(Task directions):
Return every line of the data below that includes the string "mountain".

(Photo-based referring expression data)
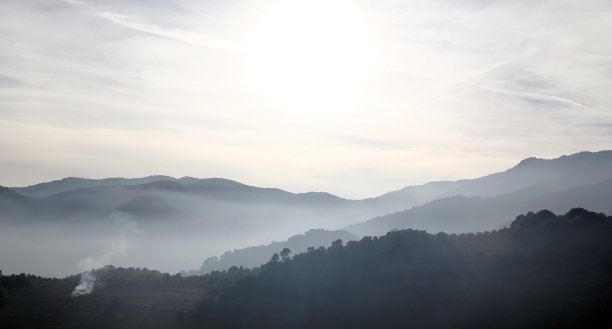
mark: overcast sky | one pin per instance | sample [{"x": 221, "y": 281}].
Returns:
[{"x": 351, "y": 97}]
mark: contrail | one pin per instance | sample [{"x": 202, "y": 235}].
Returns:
[{"x": 536, "y": 96}]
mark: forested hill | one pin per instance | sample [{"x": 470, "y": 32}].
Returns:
[{"x": 544, "y": 271}]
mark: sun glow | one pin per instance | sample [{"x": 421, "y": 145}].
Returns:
[{"x": 310, "y": 56}]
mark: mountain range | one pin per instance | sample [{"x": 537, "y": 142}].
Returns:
[{"x": 201, "y": 218}]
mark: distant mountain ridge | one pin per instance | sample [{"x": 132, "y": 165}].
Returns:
[
  {"x": 567, "y": 171},
  {"x": 214, "y": 215},
  {"x": 256, "y": 256}
]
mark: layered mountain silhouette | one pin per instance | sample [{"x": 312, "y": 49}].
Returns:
[
  {"x": 256, "y": 256},
  {"x": 206, "y": 217}
]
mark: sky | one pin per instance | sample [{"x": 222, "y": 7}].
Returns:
[{"x": 356, "y": 98}]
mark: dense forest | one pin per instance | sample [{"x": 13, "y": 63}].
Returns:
[{"x": 544, "y": 271}]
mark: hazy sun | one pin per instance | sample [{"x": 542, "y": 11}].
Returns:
[{"x": 310, "y": 56}]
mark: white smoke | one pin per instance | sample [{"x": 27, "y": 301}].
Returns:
[
  {"x": 124, "y": 227},
  {"x": 86, "y": 286}
]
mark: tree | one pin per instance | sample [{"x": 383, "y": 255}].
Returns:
[{"x": 285, "y": 254}]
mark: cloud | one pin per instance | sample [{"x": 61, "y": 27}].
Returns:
[
  {"x": 198, "y": 39},
  {"x": 540, "y": 97}
]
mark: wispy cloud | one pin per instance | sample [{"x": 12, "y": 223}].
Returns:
[
  {"x": 540, "y": 97},
  {"x": 198, "y": 39},
  {"x": 134, "y": 23}
]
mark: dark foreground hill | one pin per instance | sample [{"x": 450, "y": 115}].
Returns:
[
  {"x": 256, "y": 256},
  {"x": 544, "y": 271}
]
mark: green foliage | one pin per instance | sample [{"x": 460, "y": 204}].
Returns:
[{"x": 543, "y": 271}]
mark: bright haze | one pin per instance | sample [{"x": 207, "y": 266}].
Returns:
[{"x": 355, "y": 98}]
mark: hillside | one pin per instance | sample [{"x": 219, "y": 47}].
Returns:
[
  {"x": 549, "y": 175},
  {"x": 131, "y": 221},
  {"x": 256, "y": 256},
  {"x": 544, "y": 271},
  {"x": 461, "y": 214}
]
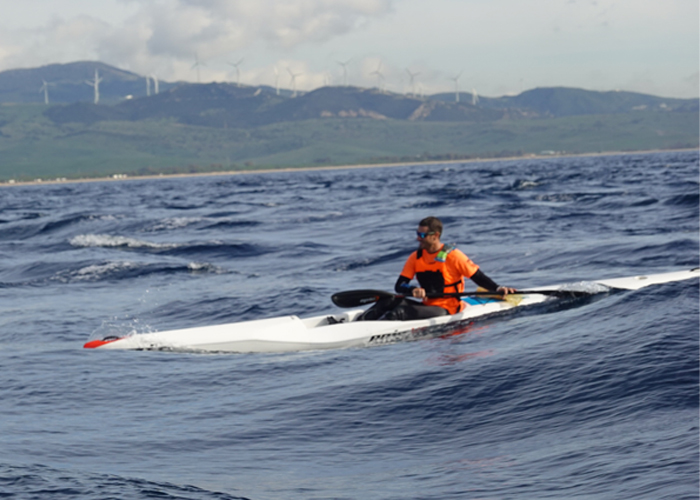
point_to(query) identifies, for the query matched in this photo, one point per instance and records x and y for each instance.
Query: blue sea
(584, 399)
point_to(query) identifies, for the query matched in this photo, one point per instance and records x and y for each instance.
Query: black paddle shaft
(358, 298)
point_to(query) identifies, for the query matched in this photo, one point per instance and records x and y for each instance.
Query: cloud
(166, 33)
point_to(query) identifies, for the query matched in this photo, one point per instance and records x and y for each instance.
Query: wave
(39, 481)
(129, 270)
(211, 248)
(108, 241)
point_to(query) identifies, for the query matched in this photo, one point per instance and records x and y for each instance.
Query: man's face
(425, 237)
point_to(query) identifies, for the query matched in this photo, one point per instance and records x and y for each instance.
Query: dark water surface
(592, 400)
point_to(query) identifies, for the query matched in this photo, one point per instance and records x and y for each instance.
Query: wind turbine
(277, 81)
(456, 80)
(196, 65)
(238, 73)
(294, 82)
(155, 83)
(45, 89)
(345, 71)
(411, 77)
(380, 77)
(96, 85)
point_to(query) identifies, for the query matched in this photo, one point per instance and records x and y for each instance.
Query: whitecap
(109, 241)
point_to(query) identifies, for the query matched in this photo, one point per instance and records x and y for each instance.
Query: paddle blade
(358, 298)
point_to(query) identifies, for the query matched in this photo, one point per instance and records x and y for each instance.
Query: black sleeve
(484, 281)
(402, 286)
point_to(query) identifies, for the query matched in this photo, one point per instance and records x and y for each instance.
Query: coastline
(125, 177)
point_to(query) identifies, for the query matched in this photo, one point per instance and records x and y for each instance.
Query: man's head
(432, 223)
(428, 233)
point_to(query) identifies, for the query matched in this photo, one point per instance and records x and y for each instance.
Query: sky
(491, 47)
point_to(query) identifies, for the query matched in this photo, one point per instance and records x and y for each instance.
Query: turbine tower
(380, 77)
(294, 82)
(456, 80)
(196, 66)
(155, 83)
(238, 73)
(45, 89)
(96, 85)
(412, 77)
(345, 71)
(277, 81)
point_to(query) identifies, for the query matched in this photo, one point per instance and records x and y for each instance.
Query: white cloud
(501, 45)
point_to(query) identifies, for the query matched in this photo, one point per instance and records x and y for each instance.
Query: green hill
(220, 126)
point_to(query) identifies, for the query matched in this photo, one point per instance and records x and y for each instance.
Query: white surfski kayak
(291, 333)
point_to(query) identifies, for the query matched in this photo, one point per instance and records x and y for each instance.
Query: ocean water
(587, 399)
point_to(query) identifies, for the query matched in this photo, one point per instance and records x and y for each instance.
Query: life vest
(431, 276)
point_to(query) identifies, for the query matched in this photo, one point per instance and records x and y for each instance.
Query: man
(440, 269)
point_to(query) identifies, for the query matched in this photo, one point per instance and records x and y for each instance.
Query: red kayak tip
(94, 344)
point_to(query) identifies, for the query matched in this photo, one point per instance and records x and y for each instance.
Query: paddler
(440, 269)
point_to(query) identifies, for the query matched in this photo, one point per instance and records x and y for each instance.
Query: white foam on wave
(584, 286)
(116, 327)
(175, 223)
(205, 267)
(109, 241)
(96, 272)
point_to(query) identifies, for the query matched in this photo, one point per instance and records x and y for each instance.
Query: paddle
(357, 298)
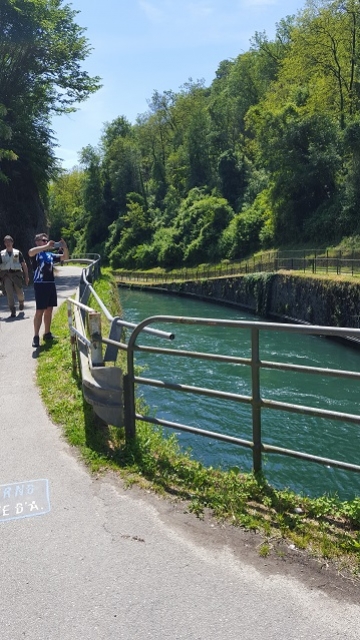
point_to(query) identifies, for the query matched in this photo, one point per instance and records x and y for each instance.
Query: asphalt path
(94, 561)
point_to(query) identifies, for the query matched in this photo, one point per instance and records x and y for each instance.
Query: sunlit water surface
(329, 439)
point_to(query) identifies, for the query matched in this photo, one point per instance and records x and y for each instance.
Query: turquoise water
(327, 438)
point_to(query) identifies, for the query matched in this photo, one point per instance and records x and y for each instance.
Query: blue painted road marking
(24, 499)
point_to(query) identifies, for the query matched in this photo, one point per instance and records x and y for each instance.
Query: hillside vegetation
(266, 156)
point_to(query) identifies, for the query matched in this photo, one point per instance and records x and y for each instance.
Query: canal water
(326, 438)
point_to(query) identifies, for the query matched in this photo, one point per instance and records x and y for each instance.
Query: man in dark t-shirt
(43, 259)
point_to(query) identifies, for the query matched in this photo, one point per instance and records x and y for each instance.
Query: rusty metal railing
(255, 400)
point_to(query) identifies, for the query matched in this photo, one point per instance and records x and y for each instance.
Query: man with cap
(13, 269)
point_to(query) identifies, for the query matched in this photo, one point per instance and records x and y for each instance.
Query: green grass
(325, 527)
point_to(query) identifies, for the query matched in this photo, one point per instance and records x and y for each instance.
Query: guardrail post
(94, 320)
(72, 337)
(256, 399)
(129, 397)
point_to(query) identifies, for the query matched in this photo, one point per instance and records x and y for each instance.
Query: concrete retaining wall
(282, 296)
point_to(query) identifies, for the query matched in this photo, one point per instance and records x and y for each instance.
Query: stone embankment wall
(287, 297)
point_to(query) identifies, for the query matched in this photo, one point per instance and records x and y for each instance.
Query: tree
(41, 52)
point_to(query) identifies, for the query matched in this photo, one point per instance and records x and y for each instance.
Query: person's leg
(9, 290)
(47, 319)
(38, 320)
(19, 291)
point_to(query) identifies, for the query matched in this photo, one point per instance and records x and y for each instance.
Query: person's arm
(25, 272)
(44, 247)
(65, 254)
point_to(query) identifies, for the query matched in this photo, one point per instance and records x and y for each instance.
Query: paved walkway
(95, 562)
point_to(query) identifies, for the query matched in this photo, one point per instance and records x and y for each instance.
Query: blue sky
(140, 46)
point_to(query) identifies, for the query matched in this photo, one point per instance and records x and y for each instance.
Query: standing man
(43, 261)
(13, 269)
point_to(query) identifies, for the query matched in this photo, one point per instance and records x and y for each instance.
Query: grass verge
(325, 527)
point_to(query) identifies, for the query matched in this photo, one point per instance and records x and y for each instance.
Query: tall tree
(41, 52)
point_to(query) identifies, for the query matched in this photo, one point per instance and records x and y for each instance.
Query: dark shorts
(45, 295)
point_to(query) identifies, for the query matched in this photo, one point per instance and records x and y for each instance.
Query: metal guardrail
(102, 385)
(257, 402)
(103, 395)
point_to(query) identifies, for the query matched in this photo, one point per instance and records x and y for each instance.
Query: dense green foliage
(267, 155)
(41, 52)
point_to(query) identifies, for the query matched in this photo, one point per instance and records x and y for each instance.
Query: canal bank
(279, 296)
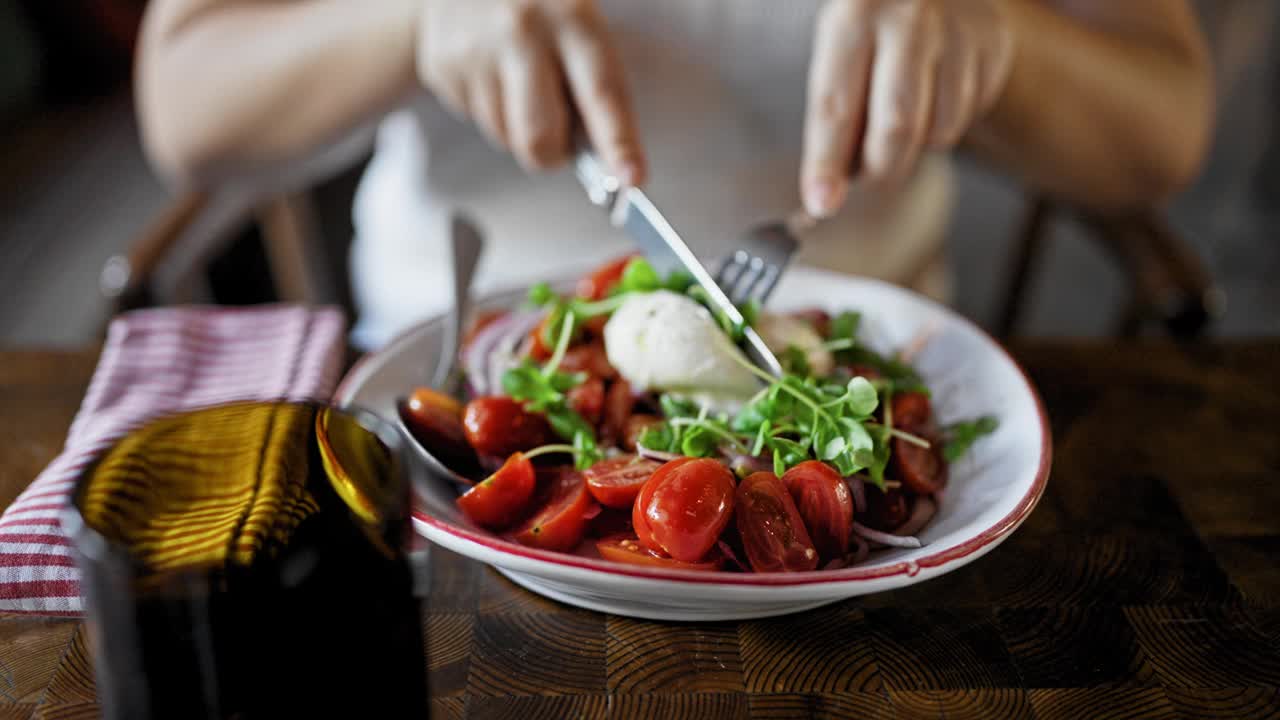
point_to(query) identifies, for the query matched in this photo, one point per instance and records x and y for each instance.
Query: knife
(630, 209)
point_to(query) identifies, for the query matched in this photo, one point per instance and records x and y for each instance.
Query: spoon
(467, 245)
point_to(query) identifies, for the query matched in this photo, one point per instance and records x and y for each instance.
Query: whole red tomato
(684, 506)
(616, 482)
(824, 505)
(501, 425)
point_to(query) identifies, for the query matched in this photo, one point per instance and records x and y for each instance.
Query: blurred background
(81, 212)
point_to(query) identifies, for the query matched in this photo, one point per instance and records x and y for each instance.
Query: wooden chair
(305, 256)
(1169, 286)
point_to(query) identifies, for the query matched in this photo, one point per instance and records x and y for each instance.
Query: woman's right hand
(521, 69)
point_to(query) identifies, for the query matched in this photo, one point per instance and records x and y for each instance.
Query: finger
(836, 109)
(487, 108)
(901, 92)
(956, 95)
(535, 108)
(599, 92)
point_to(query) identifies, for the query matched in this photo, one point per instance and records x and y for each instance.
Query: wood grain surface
(1144, 586)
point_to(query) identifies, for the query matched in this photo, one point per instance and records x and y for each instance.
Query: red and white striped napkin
(155, 363)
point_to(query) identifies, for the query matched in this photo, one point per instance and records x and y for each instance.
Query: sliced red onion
(656, 454)
(858, 488)
(740, 463)
(859, 554)
(475, 358)
(885, 538)
(922, 511)
(502, 355)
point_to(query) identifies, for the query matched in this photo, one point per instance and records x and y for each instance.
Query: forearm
(1098, 117)
(229, 86)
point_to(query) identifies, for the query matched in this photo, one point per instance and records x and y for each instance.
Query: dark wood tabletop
(1146, 583)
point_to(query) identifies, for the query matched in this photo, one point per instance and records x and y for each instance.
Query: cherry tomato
(612, 523)
(885, 510)
(617, 409)
(860, 372)
(616, 482)
(684, 506)
(598, 285)
(435, 420)
(635, 427)
(501, 425)
(912, 410)
(588, 358)
(631, 552)
(919, 468)
(501, 499)
(824, 505)
(773, 533)
(561, 523)
(588, 399)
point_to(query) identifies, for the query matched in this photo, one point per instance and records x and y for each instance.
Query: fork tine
(746, 281)
(731, 270)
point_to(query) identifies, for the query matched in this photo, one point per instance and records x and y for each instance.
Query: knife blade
(631, 210)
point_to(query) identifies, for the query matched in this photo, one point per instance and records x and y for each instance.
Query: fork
(750, 272)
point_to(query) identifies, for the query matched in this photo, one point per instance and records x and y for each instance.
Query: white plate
(990, 492)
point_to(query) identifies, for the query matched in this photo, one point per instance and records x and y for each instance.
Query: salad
(624, 422)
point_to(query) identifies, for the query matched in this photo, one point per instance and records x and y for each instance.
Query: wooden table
(1146, 584)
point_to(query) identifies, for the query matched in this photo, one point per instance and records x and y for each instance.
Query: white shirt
(718, 92)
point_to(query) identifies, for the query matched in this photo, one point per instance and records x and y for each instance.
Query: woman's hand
(891, 78)
(521, 69)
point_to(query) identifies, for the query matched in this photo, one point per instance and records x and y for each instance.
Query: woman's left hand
(891, 78)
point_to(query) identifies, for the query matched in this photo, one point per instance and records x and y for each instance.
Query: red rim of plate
(908, 568)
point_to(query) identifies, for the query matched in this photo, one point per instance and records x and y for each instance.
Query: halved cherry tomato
(635, 427)
(824, 505)
(684, 506)
(588, 358)
(618, 404)
(539, 347)
(885, 510)
(598, 285)
(817, 318)
(912, 410)
(773, 533)
(562, 522)
(922, 469)
(435, 420)
(616, 482)
(588, 399)
(501, 425)
(501, 499)
(631, 552)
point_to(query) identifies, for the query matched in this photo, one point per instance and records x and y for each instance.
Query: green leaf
(677, 281)
(638, 276)
(845, 326)
(661, 437)
(961, 436)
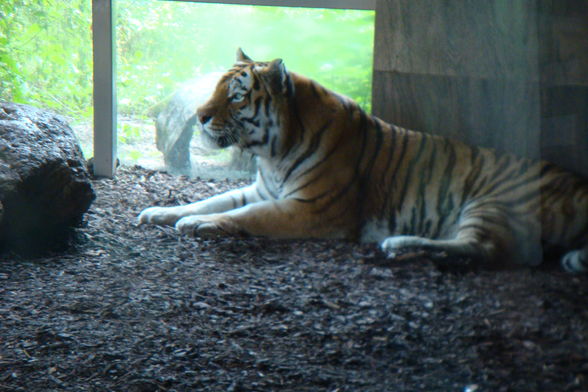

(Solution):
mark: mountain range | one pin per instance | sample [{"x": 537, "y": 142}].
mark: distant mountain ridge | one pin per instance | sample [{"x": 132, "y": 165}].
mark: layered mountain silhouette | one pin per instance | sample [{"x": 312, "y": 49}].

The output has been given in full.